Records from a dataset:
┏━━
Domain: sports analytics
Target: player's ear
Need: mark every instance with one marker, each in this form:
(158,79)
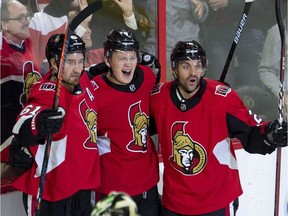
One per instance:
(107,62)
(54,65)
┗━━
■ Instructions for the task: Reproduce every line of the records above word for word, leaving out the pictures.

■ Output of the task:
Domain: sports analytics
Target: player's ear
Need: mark every instance with one marker, each in this form:
(158,79)
One per instance:
(107,62)
(54,65)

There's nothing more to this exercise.